* Written exercise
Return every line of the data below that contains the word "white". Case counts.

* Extracted information
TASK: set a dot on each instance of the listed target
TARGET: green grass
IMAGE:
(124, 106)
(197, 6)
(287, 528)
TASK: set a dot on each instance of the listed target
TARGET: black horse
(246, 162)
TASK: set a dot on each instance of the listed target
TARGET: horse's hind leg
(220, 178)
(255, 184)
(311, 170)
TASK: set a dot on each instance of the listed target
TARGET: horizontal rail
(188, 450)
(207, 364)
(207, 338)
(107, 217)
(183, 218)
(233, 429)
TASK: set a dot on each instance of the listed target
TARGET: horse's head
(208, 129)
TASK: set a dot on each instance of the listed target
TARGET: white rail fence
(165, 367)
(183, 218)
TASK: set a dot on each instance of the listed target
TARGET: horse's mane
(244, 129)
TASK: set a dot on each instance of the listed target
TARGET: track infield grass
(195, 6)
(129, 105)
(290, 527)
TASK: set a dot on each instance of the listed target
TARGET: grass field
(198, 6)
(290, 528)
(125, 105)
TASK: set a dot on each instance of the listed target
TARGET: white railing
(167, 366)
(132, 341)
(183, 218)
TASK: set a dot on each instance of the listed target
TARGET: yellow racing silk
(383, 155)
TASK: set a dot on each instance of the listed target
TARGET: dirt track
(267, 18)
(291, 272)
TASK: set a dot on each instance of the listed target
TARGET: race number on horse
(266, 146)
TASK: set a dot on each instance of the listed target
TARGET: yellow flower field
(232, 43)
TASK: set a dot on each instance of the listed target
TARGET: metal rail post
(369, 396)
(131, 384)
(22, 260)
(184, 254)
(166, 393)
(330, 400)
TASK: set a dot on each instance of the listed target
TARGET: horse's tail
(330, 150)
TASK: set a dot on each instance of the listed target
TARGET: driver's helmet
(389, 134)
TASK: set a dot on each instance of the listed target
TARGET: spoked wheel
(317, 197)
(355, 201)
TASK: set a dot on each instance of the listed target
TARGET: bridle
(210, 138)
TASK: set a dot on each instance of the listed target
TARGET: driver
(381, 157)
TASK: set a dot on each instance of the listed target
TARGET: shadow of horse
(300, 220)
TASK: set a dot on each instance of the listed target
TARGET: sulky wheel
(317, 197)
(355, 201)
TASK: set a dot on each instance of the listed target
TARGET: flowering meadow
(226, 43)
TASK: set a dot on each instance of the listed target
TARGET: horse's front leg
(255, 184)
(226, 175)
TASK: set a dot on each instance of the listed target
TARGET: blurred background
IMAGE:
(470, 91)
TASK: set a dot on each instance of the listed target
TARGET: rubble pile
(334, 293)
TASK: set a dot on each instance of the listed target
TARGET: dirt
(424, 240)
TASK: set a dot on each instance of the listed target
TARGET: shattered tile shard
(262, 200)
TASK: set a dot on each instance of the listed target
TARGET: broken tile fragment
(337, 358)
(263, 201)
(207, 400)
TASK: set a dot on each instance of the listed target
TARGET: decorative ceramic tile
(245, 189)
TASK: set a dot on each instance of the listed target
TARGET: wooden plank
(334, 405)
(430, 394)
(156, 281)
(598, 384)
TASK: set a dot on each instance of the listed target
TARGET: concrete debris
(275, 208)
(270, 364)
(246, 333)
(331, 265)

* Expected output
TARGET: white rail fence
TARGET: white railing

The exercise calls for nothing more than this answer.